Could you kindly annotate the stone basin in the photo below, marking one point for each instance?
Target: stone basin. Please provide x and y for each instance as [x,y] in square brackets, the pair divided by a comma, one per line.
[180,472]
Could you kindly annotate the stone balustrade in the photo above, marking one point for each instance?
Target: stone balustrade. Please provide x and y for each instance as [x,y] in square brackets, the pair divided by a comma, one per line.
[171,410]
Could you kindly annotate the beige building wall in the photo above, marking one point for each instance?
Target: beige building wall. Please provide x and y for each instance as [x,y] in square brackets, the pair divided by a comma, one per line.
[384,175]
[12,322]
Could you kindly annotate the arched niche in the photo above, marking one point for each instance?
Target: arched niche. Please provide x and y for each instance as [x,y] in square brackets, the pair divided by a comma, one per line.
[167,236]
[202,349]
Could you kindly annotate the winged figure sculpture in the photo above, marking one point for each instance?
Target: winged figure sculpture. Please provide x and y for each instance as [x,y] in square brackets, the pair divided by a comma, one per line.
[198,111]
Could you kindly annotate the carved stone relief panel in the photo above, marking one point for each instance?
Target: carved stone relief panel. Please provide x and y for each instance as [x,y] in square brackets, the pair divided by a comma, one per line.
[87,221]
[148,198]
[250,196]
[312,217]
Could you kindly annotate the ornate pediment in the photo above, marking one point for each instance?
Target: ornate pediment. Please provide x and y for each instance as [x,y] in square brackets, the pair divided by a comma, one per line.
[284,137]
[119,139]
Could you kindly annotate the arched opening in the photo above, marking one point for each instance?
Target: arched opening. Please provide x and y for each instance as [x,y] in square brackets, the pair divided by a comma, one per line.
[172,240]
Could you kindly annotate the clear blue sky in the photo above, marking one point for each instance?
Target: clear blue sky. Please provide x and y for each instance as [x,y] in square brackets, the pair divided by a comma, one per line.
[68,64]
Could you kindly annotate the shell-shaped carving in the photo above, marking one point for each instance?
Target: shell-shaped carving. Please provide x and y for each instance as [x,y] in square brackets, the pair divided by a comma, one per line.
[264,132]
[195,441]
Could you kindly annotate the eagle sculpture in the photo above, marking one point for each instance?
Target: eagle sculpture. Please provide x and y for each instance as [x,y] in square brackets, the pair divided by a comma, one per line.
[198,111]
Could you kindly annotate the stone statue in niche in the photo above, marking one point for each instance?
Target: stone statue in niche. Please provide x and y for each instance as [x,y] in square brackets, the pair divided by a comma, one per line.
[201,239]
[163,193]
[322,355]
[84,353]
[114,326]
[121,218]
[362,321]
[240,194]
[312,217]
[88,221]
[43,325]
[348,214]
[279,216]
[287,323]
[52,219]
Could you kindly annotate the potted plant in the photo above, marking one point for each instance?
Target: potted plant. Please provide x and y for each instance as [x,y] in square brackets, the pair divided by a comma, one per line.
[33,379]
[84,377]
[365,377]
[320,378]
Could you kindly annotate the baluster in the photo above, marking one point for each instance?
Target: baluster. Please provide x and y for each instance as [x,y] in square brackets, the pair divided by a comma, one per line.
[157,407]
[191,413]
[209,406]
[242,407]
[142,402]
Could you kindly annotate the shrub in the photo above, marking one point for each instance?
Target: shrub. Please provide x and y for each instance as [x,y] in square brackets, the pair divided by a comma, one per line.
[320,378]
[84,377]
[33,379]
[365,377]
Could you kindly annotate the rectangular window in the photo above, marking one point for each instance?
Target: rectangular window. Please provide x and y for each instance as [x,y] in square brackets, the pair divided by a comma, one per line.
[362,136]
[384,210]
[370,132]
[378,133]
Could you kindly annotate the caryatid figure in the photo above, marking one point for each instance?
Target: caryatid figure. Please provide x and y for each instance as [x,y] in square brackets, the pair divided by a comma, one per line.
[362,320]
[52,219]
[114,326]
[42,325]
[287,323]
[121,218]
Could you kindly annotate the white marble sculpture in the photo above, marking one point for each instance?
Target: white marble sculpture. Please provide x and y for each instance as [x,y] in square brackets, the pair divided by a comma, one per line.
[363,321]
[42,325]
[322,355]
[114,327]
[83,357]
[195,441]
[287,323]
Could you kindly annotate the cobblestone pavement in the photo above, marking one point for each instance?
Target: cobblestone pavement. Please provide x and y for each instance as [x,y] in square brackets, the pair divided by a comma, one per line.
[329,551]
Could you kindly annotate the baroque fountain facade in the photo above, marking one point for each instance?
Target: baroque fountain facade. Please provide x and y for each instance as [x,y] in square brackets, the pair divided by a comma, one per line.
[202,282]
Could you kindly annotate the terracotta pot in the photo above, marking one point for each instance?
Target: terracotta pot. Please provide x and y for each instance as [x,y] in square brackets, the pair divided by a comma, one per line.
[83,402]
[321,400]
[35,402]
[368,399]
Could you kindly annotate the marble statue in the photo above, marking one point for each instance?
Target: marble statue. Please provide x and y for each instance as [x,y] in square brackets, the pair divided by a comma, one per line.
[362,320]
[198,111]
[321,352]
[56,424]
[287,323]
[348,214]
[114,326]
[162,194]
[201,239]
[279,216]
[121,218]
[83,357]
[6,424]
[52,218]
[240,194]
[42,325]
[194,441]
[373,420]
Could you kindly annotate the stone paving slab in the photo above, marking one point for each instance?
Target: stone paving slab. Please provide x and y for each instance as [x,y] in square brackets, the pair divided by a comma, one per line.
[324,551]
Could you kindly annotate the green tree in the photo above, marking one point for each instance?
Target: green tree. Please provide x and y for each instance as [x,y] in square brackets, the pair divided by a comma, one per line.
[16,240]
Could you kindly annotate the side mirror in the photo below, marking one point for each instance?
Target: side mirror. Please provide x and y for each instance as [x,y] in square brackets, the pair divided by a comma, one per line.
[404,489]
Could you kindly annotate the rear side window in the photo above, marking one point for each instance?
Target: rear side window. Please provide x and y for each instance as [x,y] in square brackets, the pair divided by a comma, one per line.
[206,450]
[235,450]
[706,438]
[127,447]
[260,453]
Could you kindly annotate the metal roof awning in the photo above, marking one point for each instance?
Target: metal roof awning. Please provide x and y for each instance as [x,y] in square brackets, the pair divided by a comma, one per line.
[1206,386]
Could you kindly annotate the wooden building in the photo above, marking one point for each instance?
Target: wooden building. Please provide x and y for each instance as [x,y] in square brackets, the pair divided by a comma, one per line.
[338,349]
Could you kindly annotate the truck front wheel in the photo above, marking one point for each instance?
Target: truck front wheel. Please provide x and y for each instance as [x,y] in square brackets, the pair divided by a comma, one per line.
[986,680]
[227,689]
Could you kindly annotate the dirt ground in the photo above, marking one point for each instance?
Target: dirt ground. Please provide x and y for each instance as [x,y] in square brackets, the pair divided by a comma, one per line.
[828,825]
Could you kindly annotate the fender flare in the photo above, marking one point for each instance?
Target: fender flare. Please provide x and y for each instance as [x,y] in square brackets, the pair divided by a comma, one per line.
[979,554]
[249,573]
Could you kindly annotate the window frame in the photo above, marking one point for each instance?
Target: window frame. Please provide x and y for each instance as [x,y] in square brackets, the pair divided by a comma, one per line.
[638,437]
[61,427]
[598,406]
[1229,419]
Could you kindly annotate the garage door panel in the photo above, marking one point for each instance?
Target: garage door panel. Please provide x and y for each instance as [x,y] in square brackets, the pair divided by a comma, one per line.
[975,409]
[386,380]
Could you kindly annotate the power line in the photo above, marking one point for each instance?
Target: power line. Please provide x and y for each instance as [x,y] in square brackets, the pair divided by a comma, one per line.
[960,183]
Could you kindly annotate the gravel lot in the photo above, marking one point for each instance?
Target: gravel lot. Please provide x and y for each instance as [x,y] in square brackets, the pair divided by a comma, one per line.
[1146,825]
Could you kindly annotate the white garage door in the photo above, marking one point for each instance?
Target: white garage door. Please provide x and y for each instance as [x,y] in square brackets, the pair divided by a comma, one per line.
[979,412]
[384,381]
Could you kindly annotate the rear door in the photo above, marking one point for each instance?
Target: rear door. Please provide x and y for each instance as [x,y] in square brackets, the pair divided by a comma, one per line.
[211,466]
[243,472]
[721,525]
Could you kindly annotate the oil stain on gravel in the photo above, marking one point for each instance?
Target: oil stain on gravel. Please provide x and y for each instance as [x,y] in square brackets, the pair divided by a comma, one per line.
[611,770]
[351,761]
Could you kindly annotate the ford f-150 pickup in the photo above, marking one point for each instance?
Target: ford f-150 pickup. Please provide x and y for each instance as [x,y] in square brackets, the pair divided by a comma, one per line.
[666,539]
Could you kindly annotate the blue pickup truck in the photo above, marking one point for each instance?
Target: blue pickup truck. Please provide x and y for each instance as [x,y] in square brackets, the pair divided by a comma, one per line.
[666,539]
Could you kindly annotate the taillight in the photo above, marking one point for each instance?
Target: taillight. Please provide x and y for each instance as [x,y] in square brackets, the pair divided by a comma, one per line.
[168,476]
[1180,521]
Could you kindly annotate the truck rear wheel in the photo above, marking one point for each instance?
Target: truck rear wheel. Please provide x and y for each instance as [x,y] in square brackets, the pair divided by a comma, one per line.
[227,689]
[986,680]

+ + +

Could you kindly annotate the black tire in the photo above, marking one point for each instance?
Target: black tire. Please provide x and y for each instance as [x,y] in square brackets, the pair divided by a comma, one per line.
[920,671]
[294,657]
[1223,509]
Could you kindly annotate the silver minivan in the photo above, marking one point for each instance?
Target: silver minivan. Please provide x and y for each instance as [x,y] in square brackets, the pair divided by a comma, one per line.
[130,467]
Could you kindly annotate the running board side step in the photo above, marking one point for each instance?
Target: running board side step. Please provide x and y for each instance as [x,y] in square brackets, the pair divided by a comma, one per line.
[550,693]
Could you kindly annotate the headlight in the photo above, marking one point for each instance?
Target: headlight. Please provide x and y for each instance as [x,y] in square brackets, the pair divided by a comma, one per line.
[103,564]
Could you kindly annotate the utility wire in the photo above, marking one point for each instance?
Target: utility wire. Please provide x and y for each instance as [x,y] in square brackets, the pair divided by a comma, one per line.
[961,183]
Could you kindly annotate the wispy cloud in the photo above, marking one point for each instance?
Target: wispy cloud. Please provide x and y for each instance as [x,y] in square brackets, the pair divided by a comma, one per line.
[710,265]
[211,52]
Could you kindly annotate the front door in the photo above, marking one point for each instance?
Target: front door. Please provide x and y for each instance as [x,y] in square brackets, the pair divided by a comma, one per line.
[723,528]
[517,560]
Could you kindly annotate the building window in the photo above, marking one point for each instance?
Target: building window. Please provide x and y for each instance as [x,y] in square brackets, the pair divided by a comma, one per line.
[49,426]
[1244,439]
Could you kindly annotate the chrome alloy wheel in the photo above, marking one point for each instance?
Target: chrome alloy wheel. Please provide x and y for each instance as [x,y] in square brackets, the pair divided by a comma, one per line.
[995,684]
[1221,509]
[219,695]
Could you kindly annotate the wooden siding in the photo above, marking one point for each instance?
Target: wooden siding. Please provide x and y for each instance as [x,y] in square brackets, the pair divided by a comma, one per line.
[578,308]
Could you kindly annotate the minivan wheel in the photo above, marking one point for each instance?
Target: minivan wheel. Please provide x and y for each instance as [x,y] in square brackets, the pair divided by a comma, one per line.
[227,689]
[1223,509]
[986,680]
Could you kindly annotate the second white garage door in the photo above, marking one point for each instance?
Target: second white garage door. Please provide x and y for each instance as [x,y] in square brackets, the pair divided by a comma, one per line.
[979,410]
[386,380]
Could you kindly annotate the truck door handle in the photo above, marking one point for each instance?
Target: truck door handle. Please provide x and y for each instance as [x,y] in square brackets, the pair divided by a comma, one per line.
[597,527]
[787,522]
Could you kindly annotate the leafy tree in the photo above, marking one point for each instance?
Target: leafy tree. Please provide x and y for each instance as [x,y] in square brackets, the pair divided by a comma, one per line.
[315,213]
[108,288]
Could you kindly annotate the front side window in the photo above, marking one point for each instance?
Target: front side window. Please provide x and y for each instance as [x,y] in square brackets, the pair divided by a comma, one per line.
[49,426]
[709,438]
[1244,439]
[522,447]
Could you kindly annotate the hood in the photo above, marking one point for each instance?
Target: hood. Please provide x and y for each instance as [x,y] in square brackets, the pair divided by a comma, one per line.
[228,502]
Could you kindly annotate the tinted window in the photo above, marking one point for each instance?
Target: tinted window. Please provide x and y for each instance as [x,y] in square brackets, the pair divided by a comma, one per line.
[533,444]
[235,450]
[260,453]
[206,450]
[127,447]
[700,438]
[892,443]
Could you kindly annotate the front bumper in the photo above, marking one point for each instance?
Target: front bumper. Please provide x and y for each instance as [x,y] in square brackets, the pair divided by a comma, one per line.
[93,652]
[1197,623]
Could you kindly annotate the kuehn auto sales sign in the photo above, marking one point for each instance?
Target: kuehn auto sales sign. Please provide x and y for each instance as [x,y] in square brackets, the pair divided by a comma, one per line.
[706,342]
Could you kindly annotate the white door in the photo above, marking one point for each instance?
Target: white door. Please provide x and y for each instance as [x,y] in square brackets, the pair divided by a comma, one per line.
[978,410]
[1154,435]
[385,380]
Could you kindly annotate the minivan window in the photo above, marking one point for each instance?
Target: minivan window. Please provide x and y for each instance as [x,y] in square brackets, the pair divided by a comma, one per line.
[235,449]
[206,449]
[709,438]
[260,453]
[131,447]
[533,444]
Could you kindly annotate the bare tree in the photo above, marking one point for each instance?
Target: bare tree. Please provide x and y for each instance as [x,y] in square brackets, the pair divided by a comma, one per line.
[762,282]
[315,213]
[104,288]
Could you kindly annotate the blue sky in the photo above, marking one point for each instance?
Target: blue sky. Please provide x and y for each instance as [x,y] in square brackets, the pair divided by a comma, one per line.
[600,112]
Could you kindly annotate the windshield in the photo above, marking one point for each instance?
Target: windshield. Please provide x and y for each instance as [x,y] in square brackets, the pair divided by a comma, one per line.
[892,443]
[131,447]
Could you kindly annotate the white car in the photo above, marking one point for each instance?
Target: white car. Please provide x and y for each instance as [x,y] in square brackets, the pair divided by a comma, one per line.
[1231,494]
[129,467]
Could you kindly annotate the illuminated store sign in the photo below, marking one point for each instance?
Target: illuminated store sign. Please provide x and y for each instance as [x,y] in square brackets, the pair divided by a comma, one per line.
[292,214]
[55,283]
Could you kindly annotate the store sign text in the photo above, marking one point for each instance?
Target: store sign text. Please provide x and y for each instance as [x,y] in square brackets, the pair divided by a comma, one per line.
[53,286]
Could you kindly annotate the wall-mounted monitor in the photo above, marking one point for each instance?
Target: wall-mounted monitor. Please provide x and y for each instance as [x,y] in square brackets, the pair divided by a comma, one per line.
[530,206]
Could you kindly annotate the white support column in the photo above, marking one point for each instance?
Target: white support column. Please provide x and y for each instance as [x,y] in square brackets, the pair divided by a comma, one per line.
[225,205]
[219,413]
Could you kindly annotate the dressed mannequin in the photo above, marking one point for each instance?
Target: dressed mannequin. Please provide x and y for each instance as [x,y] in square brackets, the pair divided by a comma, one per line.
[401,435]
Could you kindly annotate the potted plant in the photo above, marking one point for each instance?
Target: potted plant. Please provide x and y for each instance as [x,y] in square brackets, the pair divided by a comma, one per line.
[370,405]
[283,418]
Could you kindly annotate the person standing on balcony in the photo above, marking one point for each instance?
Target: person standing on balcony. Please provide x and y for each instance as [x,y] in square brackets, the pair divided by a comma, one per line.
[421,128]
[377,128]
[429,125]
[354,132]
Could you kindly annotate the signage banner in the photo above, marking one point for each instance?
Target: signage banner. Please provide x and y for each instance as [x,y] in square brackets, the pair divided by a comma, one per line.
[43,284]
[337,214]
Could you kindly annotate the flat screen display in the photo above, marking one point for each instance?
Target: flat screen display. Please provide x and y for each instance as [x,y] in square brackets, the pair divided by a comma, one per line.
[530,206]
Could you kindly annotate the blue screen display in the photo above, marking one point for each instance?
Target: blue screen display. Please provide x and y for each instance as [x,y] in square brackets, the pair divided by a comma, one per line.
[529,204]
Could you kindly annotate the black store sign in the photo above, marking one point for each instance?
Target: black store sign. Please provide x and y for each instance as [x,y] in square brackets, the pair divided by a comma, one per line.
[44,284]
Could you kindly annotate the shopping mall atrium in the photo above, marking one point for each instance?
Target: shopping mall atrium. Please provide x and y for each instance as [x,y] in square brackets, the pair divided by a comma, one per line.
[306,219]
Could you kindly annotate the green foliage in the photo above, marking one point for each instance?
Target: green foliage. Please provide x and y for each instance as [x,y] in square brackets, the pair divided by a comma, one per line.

+ + +

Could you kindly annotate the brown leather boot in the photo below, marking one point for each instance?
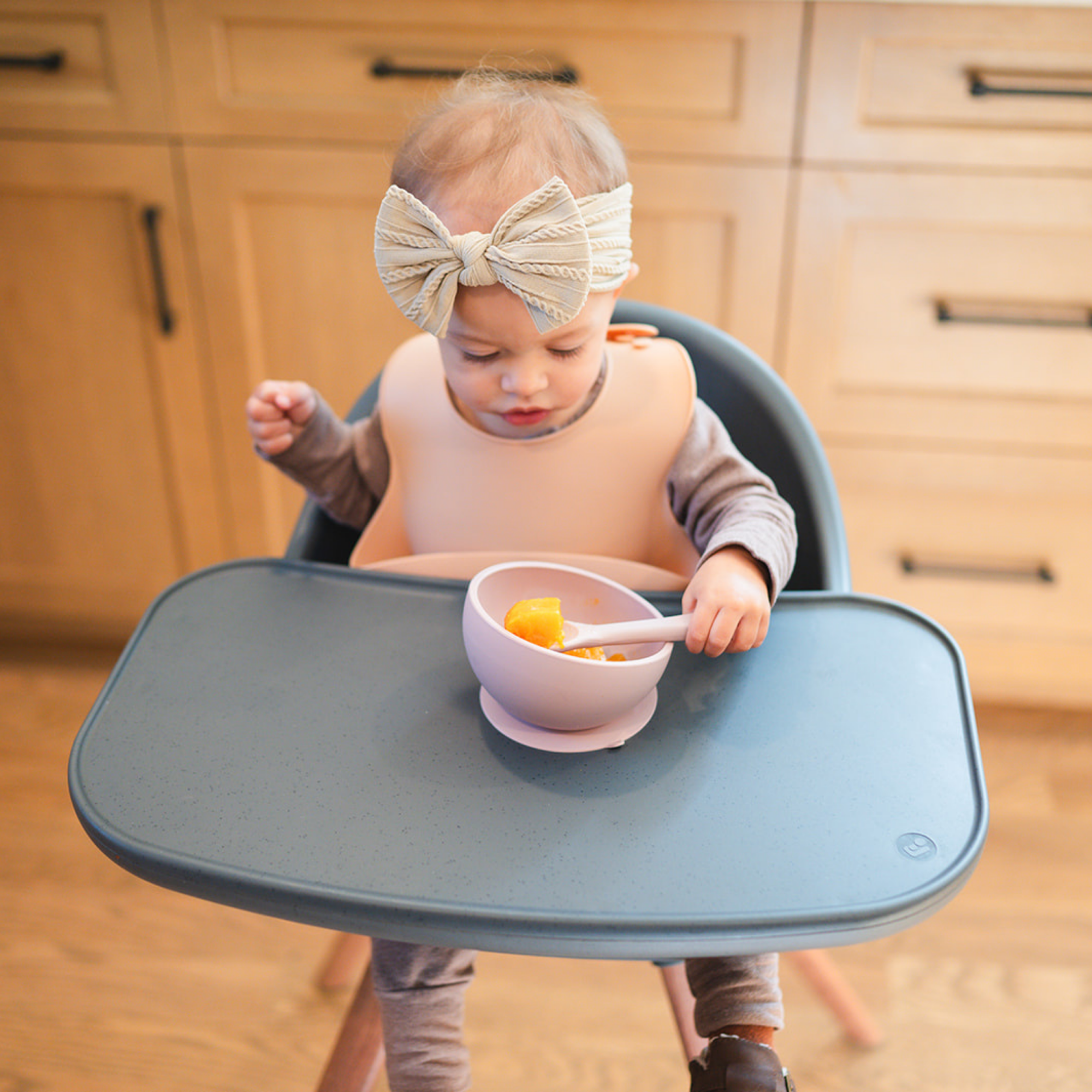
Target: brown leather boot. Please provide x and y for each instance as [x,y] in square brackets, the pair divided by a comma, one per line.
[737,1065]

+ + +

→ Assignment
All that is wanted is the stretch of lines above from the one containing "Could you kindly annotate the fender" through the one containing "Could you kindly annotate the window", duplicated exactly.

→ Response for this exercise
Could you kindly annotate the fender flare in the photo above, marking one point for each instance?
Target: fender flare. Please provide x and y for each instance as [x,y] in square brackets, the pair divided by a comma, one per line.
[979,554]
[249,573]
Could you kindly annotate the window frame in the photo above, marking one point for each instance?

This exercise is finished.